WHAT THE TASK REQUIRES » Write out the line with "of the cloud" and every later line through the end of the data below, exactly as given, with no pictures in the copy.
— start of SUPPLIED RECORDS —
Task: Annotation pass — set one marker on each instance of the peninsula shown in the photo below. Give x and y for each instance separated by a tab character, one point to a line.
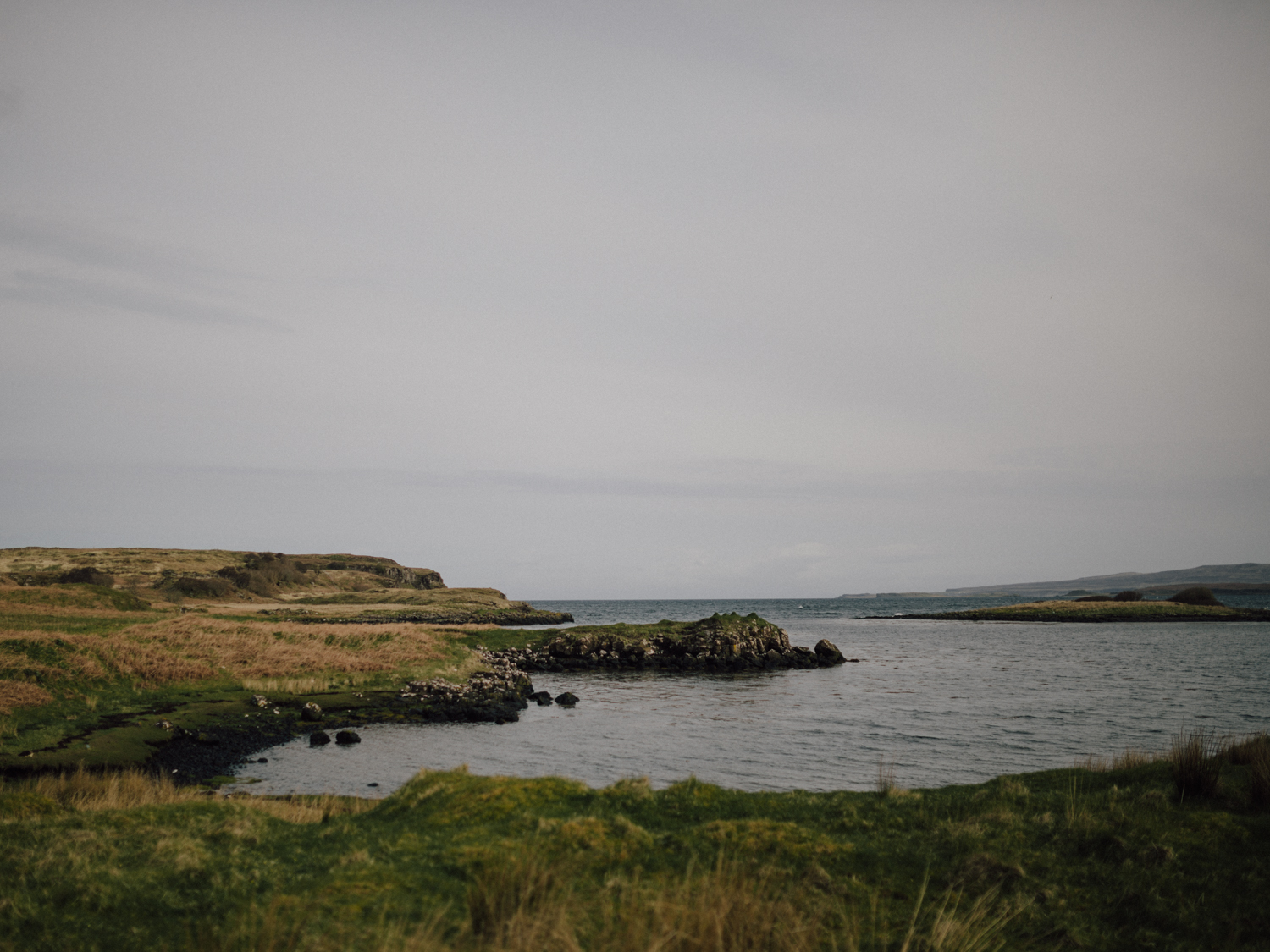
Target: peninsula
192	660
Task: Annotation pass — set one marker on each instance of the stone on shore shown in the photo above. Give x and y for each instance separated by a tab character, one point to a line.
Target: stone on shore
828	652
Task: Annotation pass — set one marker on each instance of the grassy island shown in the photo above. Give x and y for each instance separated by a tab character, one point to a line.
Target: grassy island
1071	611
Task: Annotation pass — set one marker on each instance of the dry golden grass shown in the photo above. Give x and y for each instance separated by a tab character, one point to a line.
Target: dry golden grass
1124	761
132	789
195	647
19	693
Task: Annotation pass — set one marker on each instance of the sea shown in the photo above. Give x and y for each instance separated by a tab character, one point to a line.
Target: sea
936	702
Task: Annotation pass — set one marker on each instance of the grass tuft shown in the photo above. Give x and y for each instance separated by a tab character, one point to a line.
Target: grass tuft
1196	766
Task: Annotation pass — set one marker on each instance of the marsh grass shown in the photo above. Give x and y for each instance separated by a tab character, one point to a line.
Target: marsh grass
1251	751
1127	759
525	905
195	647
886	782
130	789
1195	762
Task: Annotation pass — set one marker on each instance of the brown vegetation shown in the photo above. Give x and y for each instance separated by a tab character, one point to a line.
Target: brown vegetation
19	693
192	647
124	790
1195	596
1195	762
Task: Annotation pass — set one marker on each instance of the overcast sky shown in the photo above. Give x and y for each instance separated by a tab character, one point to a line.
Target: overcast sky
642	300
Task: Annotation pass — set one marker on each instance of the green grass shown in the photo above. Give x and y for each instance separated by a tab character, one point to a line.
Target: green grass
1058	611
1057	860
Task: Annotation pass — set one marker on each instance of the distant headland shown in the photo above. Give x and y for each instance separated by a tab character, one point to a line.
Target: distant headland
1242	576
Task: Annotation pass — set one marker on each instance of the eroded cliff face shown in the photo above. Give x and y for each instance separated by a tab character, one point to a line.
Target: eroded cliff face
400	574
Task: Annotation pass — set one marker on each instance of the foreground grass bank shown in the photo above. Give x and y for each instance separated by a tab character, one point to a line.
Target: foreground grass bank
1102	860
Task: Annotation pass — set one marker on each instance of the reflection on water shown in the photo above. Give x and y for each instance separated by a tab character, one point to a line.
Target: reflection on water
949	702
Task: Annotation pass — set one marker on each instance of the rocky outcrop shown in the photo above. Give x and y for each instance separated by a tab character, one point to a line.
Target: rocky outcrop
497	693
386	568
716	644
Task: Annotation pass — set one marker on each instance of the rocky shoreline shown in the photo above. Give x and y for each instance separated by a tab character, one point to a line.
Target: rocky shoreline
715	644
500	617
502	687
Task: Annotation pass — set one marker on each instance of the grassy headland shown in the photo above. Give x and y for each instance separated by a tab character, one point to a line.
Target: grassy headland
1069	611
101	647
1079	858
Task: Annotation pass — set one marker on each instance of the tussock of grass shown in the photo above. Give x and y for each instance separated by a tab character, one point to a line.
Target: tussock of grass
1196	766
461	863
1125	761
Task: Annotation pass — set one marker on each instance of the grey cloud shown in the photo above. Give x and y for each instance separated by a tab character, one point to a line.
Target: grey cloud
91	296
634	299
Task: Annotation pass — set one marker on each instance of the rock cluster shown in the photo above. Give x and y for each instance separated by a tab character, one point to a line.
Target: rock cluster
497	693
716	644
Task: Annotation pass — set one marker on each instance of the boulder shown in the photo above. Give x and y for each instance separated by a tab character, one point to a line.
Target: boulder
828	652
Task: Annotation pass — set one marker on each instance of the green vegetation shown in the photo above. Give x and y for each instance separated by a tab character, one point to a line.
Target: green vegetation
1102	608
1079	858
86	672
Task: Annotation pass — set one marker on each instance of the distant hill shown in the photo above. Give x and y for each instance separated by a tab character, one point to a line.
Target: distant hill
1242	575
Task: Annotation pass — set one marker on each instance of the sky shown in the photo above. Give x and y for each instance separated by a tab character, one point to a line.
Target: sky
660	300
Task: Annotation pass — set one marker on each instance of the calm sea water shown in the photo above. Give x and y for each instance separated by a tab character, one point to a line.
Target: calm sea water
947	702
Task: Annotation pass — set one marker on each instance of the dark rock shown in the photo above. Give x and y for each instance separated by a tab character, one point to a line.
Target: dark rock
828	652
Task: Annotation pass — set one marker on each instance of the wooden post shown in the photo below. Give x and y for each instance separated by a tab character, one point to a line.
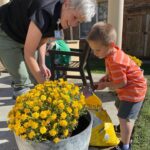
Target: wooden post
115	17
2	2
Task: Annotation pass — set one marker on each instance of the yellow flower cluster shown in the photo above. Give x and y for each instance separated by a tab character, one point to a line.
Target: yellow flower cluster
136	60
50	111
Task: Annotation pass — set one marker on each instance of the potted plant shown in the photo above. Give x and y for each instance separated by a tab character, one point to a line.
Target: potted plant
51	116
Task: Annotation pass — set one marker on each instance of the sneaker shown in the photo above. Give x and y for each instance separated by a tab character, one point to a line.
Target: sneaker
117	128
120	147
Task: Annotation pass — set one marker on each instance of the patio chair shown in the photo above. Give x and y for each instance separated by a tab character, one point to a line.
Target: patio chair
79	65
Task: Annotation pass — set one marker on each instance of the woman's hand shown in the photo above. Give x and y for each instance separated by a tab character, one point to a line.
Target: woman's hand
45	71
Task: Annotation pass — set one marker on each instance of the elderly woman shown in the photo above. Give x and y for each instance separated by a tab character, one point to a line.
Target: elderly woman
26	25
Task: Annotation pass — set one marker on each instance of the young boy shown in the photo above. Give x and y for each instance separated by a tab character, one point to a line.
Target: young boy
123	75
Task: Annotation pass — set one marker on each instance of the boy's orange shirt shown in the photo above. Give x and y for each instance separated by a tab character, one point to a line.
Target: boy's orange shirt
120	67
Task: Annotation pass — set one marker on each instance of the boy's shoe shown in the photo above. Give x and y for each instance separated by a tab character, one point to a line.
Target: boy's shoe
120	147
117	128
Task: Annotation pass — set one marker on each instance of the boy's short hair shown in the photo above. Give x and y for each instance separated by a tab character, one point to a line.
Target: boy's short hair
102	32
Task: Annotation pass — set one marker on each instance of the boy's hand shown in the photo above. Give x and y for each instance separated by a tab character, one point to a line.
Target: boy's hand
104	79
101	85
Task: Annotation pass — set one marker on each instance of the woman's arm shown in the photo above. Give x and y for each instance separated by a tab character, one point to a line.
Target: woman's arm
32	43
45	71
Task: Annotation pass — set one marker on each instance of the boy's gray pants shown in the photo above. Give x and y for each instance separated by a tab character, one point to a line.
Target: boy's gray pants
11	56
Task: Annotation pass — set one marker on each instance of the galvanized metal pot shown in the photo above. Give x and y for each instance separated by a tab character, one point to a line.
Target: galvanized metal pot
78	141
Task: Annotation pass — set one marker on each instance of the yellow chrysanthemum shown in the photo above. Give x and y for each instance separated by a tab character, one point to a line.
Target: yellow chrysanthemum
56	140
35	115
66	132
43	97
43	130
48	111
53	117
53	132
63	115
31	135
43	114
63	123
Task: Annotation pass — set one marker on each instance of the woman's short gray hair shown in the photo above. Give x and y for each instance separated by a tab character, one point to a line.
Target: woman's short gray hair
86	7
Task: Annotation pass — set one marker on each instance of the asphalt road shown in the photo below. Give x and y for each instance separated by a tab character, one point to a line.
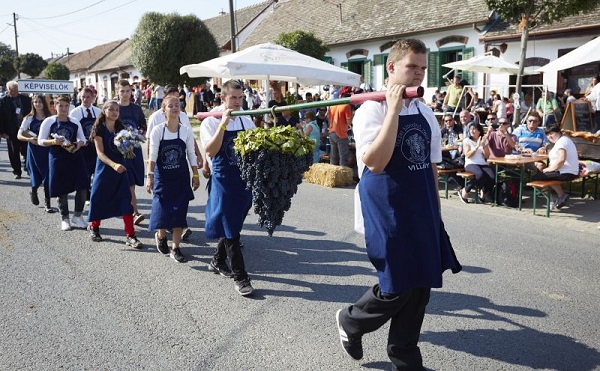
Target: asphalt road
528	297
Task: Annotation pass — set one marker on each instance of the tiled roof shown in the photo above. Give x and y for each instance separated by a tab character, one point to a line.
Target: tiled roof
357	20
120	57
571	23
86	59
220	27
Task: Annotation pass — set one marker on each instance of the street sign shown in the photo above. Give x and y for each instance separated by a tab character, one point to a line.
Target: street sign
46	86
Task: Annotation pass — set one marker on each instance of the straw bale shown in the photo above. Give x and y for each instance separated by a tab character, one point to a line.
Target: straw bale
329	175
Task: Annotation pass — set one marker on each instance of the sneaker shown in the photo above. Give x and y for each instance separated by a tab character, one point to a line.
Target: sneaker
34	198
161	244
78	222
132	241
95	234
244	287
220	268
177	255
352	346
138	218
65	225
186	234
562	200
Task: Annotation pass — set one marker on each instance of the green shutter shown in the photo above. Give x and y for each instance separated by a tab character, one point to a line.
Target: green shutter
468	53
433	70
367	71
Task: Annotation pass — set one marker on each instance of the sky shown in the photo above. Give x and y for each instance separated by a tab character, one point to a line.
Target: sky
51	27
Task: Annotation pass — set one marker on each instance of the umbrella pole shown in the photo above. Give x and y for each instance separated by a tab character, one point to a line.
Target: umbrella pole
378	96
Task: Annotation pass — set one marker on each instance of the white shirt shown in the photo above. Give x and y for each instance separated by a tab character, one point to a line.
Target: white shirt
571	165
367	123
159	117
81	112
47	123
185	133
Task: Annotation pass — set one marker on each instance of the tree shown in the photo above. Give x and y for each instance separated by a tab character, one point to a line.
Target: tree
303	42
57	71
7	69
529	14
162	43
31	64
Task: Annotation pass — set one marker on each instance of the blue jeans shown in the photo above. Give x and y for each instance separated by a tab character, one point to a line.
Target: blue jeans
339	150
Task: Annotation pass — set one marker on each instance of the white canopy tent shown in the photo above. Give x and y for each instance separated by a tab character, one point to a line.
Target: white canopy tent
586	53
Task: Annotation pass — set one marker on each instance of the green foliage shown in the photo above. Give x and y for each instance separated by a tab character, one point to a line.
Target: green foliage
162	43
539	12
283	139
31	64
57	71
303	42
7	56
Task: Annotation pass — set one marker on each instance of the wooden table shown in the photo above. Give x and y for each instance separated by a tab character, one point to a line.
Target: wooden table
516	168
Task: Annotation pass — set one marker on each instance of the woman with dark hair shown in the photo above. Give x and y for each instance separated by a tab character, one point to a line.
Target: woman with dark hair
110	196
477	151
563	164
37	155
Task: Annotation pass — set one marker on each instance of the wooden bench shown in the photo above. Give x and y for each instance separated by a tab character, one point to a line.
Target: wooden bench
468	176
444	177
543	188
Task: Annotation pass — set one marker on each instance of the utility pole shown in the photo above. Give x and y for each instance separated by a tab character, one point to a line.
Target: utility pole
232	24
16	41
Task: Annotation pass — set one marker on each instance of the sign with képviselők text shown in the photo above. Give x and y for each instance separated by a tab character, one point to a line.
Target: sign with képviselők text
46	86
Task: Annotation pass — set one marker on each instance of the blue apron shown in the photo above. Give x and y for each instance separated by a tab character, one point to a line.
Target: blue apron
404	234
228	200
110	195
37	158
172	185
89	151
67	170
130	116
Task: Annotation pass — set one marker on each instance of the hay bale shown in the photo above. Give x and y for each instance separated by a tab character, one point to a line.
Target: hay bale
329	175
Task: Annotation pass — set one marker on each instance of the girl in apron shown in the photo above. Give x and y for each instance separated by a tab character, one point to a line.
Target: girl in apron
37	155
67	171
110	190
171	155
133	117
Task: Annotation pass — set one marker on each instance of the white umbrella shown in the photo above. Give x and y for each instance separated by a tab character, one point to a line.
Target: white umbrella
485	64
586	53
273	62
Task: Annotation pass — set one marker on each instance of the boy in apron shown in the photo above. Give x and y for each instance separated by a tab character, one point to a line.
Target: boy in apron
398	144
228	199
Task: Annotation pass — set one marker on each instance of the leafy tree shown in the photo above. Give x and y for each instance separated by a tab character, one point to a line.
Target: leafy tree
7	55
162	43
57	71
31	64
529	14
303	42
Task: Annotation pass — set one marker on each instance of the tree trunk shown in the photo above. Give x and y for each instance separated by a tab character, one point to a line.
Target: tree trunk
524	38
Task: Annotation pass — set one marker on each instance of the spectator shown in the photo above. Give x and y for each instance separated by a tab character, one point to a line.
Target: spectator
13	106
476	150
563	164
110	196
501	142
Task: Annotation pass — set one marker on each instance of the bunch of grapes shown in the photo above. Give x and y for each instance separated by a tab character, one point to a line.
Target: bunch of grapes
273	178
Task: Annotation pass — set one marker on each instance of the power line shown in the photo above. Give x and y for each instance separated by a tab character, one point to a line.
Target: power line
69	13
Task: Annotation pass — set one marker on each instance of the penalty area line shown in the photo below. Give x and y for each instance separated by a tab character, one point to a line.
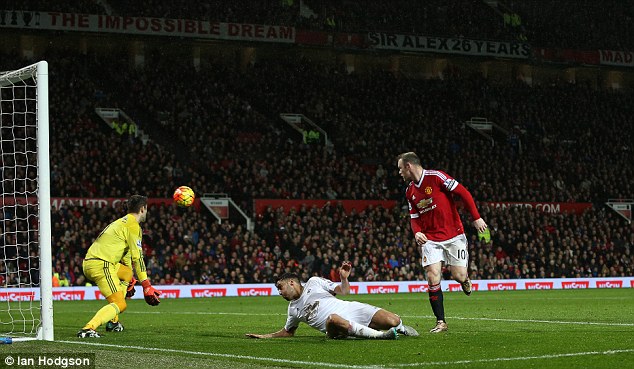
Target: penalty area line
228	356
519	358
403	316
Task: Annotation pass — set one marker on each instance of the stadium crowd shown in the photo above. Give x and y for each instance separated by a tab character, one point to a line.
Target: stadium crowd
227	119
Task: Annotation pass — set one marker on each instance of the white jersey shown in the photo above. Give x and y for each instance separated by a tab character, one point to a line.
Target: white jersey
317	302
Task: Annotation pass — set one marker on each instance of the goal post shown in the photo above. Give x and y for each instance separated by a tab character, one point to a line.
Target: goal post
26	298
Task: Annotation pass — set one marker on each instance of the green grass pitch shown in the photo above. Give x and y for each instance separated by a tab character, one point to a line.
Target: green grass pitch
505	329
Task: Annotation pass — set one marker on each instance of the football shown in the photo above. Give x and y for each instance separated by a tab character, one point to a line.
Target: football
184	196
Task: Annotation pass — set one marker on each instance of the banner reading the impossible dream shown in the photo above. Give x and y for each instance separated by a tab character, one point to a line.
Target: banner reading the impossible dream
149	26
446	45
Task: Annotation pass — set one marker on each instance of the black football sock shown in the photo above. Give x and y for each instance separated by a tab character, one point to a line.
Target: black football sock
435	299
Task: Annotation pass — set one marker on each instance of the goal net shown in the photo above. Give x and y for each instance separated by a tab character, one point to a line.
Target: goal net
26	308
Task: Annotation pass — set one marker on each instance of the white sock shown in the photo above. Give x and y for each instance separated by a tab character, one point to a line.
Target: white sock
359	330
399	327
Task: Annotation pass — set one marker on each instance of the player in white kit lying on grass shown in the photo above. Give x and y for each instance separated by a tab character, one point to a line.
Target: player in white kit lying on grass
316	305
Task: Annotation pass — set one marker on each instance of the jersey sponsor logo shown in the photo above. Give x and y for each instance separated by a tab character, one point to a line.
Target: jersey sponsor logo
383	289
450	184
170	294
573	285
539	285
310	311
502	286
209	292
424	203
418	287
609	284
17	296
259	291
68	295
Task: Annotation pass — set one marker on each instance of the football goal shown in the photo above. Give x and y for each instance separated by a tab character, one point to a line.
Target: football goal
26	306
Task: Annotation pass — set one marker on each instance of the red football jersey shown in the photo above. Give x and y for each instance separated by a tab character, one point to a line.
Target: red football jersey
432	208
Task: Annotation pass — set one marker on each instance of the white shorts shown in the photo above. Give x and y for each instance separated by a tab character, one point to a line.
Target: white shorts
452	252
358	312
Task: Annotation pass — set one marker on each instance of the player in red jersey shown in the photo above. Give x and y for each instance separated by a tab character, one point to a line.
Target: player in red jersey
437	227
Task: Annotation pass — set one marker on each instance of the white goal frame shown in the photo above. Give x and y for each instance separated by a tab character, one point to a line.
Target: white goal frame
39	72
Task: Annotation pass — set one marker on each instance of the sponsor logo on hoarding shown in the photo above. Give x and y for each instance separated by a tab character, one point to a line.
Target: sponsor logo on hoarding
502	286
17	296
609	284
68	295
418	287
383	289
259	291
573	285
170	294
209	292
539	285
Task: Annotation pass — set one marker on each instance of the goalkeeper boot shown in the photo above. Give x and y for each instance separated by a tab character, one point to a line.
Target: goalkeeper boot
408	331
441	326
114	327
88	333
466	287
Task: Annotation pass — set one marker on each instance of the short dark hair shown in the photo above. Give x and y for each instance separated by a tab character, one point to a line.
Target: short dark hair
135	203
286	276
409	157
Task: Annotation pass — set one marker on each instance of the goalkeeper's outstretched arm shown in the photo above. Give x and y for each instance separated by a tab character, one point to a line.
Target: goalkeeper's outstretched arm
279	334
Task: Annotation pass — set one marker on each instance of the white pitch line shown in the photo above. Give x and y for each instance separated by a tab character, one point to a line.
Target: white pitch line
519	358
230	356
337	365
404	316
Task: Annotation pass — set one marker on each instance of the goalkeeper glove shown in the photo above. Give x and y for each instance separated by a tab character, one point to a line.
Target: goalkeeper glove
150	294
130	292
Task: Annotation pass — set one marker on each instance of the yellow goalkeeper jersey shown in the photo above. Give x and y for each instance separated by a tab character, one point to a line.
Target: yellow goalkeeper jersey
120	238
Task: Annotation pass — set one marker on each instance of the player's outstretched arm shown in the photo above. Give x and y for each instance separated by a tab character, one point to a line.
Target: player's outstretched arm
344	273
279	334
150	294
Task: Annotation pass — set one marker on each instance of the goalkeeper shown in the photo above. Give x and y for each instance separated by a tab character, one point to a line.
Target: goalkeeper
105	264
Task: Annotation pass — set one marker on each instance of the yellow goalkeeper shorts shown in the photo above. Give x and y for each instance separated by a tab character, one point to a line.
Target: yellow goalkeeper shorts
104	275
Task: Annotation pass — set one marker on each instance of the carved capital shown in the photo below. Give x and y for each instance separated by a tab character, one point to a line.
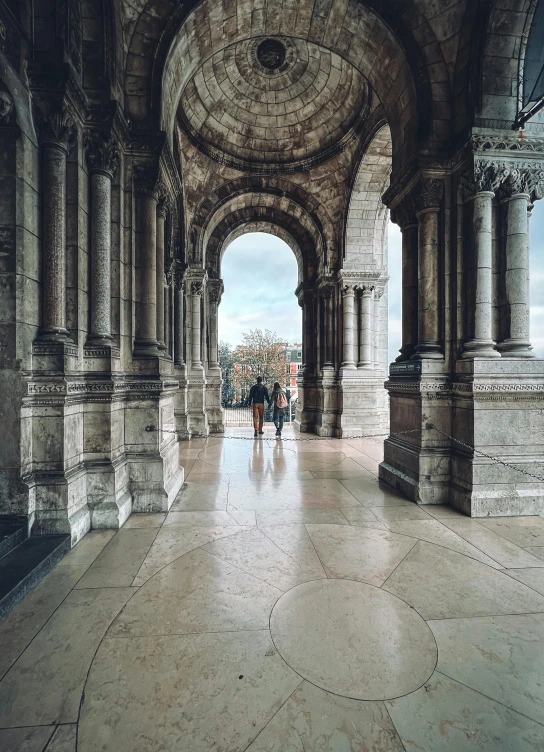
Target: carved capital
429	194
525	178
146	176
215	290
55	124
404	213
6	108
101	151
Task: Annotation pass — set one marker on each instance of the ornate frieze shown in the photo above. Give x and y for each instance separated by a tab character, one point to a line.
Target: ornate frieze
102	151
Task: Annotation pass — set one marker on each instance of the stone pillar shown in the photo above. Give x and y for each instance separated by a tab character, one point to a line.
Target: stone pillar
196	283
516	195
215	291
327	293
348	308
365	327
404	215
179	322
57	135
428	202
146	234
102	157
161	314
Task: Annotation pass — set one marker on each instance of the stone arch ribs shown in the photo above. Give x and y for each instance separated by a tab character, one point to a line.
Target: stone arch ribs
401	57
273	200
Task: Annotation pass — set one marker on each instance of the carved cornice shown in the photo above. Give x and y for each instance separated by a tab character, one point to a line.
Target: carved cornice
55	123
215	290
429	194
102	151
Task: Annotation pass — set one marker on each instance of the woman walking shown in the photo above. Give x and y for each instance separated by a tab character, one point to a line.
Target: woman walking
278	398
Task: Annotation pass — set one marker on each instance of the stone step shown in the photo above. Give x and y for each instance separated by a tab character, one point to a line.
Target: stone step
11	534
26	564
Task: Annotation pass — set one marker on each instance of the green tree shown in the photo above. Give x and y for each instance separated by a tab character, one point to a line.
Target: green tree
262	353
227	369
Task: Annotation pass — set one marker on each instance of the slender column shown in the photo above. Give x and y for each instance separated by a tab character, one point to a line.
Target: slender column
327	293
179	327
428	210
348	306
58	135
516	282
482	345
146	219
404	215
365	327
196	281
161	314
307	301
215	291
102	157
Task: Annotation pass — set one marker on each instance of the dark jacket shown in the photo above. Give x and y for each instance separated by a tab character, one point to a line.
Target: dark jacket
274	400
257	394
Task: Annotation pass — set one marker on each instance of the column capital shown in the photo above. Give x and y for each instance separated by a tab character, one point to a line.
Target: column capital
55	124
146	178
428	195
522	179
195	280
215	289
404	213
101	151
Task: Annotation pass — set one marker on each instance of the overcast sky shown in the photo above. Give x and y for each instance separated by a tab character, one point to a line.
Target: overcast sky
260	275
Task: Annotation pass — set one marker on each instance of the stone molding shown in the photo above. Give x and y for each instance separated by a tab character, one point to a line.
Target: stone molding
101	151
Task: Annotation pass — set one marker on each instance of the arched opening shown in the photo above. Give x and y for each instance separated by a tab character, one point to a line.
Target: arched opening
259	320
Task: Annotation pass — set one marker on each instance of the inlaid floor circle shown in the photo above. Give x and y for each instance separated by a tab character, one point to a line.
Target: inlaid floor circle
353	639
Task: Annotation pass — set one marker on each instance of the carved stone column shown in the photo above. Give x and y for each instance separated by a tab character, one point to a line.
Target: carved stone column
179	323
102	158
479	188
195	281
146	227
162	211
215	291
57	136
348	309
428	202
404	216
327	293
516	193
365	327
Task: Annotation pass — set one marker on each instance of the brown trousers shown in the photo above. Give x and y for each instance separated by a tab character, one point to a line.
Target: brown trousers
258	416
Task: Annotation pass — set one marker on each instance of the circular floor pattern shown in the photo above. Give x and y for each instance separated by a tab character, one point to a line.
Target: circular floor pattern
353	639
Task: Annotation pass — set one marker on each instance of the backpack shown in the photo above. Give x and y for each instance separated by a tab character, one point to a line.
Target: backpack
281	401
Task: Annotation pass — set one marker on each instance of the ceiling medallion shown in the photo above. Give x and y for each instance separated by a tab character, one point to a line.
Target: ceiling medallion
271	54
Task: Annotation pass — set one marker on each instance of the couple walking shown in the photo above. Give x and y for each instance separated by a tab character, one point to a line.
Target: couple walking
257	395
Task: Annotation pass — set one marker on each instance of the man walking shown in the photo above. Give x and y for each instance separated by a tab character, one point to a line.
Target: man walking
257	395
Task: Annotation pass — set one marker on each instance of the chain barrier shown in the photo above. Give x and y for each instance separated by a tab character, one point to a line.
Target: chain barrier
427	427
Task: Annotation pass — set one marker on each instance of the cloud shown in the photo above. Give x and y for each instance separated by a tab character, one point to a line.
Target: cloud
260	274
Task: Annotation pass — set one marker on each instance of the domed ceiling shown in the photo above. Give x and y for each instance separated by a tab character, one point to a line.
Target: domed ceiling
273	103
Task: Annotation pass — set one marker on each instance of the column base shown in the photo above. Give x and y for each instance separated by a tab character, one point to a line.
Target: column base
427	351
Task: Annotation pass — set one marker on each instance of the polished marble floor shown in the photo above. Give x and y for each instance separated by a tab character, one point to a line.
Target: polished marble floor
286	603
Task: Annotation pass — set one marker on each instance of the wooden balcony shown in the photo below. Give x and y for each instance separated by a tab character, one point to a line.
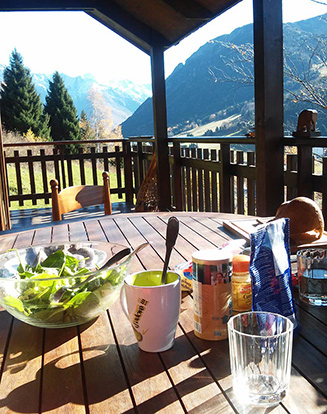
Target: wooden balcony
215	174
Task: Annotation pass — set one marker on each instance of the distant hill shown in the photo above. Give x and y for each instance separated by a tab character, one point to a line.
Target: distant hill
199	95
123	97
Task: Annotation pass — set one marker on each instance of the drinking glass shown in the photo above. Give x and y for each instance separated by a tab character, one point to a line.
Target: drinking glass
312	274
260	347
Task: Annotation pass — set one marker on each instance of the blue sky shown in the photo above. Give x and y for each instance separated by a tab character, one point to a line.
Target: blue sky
— end of SUPPLIED RECORDS —
FINAL RESULT »
Task: Annotation pass — set one marker on each instance of the cloud shown in the photo above. Give x and y for each instance separated by a tab character, one point to a line.
Target: cloud
260	274
Task: Annotation pass — set one marker on each instance of the domed ceiling shown in the photo above. Give x and y for each instance separated by a tab character, one point to a line.
Target: domed ceiling
273	103
Task: Annotation pass — set one marker on each instance of the column base shown in the photo above. Give x and y for each instance separated by a tab character, one point to a line.
Target: column base
427	351
Task: Annotation pass — set one marker on each instance of the polished marble floor shown in the photo above. Give x and y for each instance separated by a tab character, one point to a line.
Target: polished marble floor
286	603
Task: Annotation pass — set one marker on each instance of the wooden balcony shown in the photo below. Give x and y for each instance separated by a tab character, one point to a line.
Target: wooden balcony
215	174
Task: Annotation pass — set one marker on each instance of the distant hill shown in the photo above. Give x and y for each instance separated by a tab character, one point to a line.
Target: distant hill
199	95
123	97
Task: Annotation pass — set one marker on each instance of the drinking glass shown in the photo above. Give x and y for each instance separated by a tab character, one point to a line.
Target: drinking glass
312	274
260	347
Task: Annotation pass — set one marker on each instance of the blue sky shown in the photo above. Give x and y for each instance separated by a tab character, one point to a line.
Target: blue sky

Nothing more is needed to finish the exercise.